■ CONSIGNES DE TRAVAIL ■
[1] Dites si chacune des affirmations suivantes concorde avec l’article sur la finale reproduit plus bas, en répondant par oui ou par non et en citant les mots de l’article qui tranchent.
(a) Diego Costa a été remplacé dès la neuvième minute.
(b) Sami Khedira était suspendu pour la finale.
(c) Isco est entré en jeu à l’heure de jeu.
[2] Répondez brièvement à ces questions à l’aide de l’article sur la finale qui suit.
(a) Quelle cuisse de Diego Costa est évoquée ?
(b) Sur quelles observations Diego Simeone a-t-il fondé son choix ?
(c) Quel joueur a le plus profité de l’entrée d’Isco ?
[3] Reprenez l’article sur la finale, présenté plus bas, à la suite de sa dernière phrase.

■ EXTRAIT DU DOCUMENT ■
◆ ◆ ◆ ◆ ◆ ◆ ◆

Au bout d’une saison européenne dominée par les clubs espagnols, c’est finalement Carlo Ancelotti qui l’a emporté sur Diego Simeone. Grâce à ses choix, mais aussi parce que les joueurs d’El Cholo étaient particulièrement éreintés, et peu aidés par la décision d’inclure Diego Costa.

DIEGO SIMEONE, UN HOMO FOOTBALLISTICUS COMME LES AUTRES

Diego Simeone a tenté un pari, il l’a perdu. Son choix de titulariser l’avant-centre brésilo-espagnol, dont la cuisse droite n’a manifestement pas tellement bénéficié de son traitement au placenta de jument, a été l’une des clés de cette finale. Risqué, forcément, surtout lorsqu’on l’analyse a posteriori.

La décision de Simeone s’est effectuée dans le cadre rationnel, bien connu en économie, d’un calcul coûts – avantages. En bon homo footballisticus, comme n’importe quel autre entraîneur, El Cholo a pesé le pour et le contre. Il a considéré que son équipe était meilleure avec un Diego Costa diminué que sans. Le risque de voir l’attaquant brésilien rechuter était, dans l’esprit du technicien argentin, dépassé par le gain de sa présence sur le terrain.

Problème: l’homo footballisticus Simeone était dans une situation d’information imparfaite. Son choix rationnel a été fait sur la base de ses observations rassurantes lors de l’entraînement la veille de la finale. Des impressions erronées. “Il n’était pas aussi bien que ce qu’on a cru vendredi, a reconnu El Cholo en conférence de presse d’après-match. On s’est regardé et on a compris. On ne voulait pas perdre de temps donc il est sorti rapidement.

Parce que les données à partir desquelles Diego Simeone a fait son choix étaient biaisées, l’Atlético n’en a tiré aucun gain et en a subi tous les coûts. Le changement, effectué dès la neuvième minute, a amputé les Colchoneros d’un remplacement et d’un joker offensif. Déterminant, compte tenu de leur effondrement physique en fin de seconde période et en prolongation.

QUAND ISCO ENTRE EN PISTE

L’absence de Xabi Alonso, suspendu, posait un dilemme à Carlo Ancelotti. Qui pour remplacer son chef d’orchestre? L’entraîneur italien a tranché en faveur de Sami Khedira, revenu il y a quelques semaines d’une longue blessure au genou, certainement pour répondre au défi physique adverse. Mais par ce choix, l’équilibre habituel de l’entrejeu du Real a été ébranlé. L’Allemand brille généralement plus par son pressing que par la qualité de ses passes. Son organisation du jeu a été défaillante sous la pression intense des Colchoneros.


Pendant une heure, l’Atlético a eu le match souhaité, cadenassé dans l’entrejeu, sans besoin de s’exposer outre mesure grâce à la réussite de ses coups de pied arrêtés. À l’inverse, les Merengues ont manqué de maîtrise technique pour se sortir du harcèlement de Gabi, Tiago et les autres, malgré un Di Maria percutant et un Modric actif. Le Croate a d’ailleurs été le principal bénéficiaire de l’entrée d’Isco, à l’heure de jeu. Replacé devant la défense, il a eu plus de temps en possession du ballon pour le distribuer efficacement. La fatigue croissante des Colchoneros, face à l’intensité du Real, lui a également facilité la tâche, comme le surplus technique apporté par le nouvel entrant. Conséquence: le pressing de l’Atlético a perdu en efficacité, son bloc a reculé et des brèches ont commencé à s’ouvrir.

◆ ◆ ◆ ◆ ◆ ◆ ◆

■ DONNÉES ENREGISTRÉES ■
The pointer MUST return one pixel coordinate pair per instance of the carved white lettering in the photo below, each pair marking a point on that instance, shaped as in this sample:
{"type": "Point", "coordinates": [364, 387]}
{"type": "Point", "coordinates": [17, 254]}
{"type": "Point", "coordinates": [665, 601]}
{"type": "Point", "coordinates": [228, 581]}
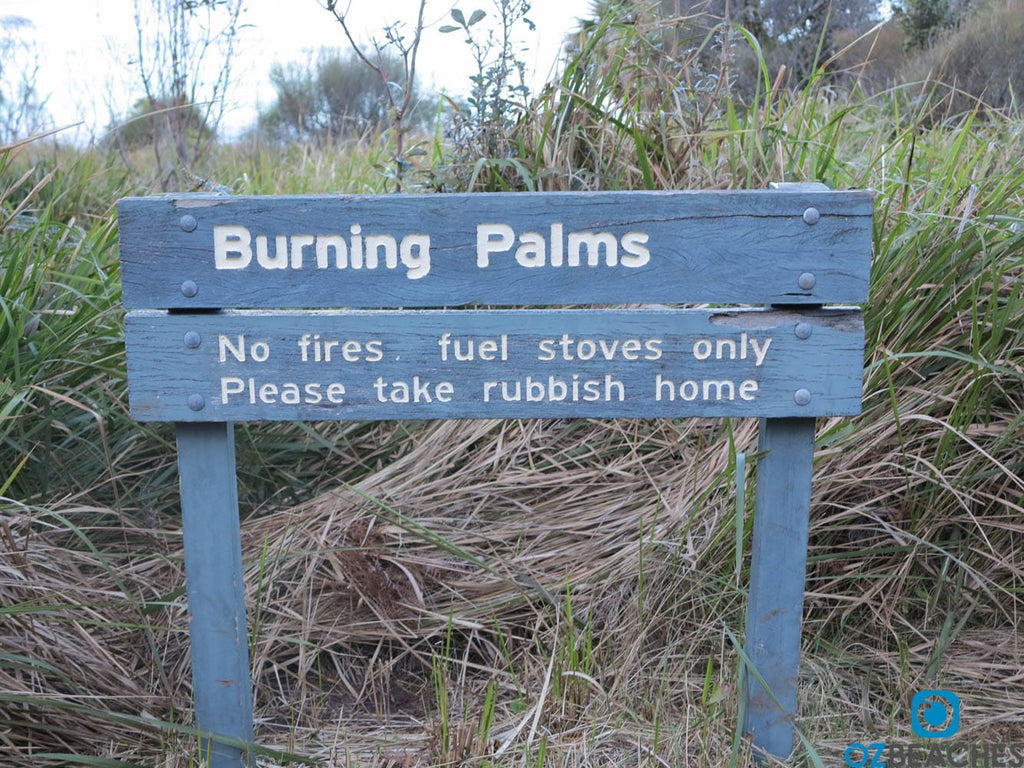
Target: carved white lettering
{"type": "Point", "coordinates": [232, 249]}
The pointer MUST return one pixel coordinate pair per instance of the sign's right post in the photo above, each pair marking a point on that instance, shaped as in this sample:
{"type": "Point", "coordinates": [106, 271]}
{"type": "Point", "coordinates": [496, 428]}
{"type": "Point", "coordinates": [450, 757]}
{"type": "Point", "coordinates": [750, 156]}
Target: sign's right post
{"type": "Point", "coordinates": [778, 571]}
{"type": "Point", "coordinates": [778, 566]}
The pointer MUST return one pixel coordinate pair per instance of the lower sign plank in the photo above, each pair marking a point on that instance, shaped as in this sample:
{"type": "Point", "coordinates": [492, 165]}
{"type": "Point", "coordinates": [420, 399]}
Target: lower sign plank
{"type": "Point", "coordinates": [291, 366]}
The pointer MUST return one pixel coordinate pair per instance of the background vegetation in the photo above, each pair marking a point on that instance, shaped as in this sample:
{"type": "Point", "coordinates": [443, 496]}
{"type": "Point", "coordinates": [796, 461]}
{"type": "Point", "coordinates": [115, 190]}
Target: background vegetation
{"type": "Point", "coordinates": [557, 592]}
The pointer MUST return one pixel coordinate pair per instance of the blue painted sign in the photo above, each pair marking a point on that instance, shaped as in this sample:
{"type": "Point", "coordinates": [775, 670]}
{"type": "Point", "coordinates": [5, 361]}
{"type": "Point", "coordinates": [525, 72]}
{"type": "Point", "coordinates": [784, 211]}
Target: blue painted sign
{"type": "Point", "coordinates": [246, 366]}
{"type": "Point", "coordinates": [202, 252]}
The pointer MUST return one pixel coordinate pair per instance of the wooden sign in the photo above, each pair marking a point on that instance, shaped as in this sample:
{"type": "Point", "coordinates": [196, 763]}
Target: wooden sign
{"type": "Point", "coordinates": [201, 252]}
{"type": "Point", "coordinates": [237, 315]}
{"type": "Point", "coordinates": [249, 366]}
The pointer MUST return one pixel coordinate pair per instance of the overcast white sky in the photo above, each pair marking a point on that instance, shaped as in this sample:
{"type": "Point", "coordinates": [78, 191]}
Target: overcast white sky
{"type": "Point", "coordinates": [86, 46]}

◆ ◆ ◆ ◆ ◆ ◆ ◆

■ CORRIGÉ DES CONSIGNES ■
[1]
(a) Oui : « Le changement, effectué dès la neuvième minute »
(b) Non : « L’absence de Xabi Alonso, suspendu »
(c) Oui : « l’entrée d’Isco, à l’heure de jeu »

[2]
(a) La cuisse droite.
(b) Sur ses observations rassurantes lors de l’entraînement la veille de la finale.
(c) Modric.

[3]
Il n’a certes manqué qu’une minute aux hommes de Diego Simeone. Mais en revenant à un entrejeu prioritairement joueur et technique, qui a fait sa réussite cette saison, le Real a retrouvé ses repères et s’est donné les moyens d’inverser le scénario. Ou l’illustration de l’impact de chaque profil aligné sur l’équilibre et la fluidité globale d’une équipe.

IKER BRISÉ (OU PRESQUE)

Pour atteindre le succès, il faut un grand gardien et un grand attaquant, selon l’adage. D’attaquants, le Real en avait trois de classe mondiale, qui n’ont pas vraiment brillé, tandis que l’Atlético, on l’a vu, a perdu précocément le sien. Quant aux gardiens, c’est le moins bon des deux qui a été récompensé, samedi soir.

Thibaut Courtois a rendu une copie presque impeccable, rassurant sur sa ligne – hormis peut-être sur le but anecdotique d’un Marcelo en promenade dans la défense de l’Atlético – et fidèle au schéma de jeu direct des Colchoneros dans son jeu au pied. Sa relance longue a logiquement mieux fonctionné lorsqu’elle recherchait Raul Garcia, principale cible aérienne de son équipe, côté droit. La sortie du milieu à la 66e minute a considérablement nuit à l’efficacité de ces longs dégagements, et donc également contribué à la pression croissante du Real. De son côté, Iker Casillas a été fautif sur son seul but encaissé, globalement fébrile dans les airs et auteur de quelques relances limites, optant abusivement pour des dégagements précipités en dépit de solutions courtes.

Au-delà de la comparaison des performances d’un soir, ce décalage illustre en partie les risques d’adopter une rotation des gardiens pour une compétition aussi relevée que la Ligue des Champions – certes bénéfique pour la gestion du groupe, dans le cas du Real. Casillas a manqué de repères, ce qui ne l’a pas aidé à paraître serein. Un détail, peut-être, car San Iker reste une valeur sûre du poste. Mais un détail qui a failli coûter au Real sa Décima tant attendue.

Julien Momont

4 commentaires

  1. vivien dit :

    Personne ne parle des joueurs en position de hors-jeu sur la passe de Juanfran précédent le but de Godin…

  2. valery dit :

    A 3 minutes près, qu’aurait-on dit de la décision de mettre Khedira au détriment d’Illarramendi?
    L’allemand a beau être vaillant mais lorsqu’il n’est pas au top physiquement, il ne vaut pas grand chose et cela s’est bien vu durant l’heure qu’il a passé sur le terrain. Tjrs dépassé, sans impact, jamais dans le rythme et c’est même lui qui se fait dominer par Godin sur son but.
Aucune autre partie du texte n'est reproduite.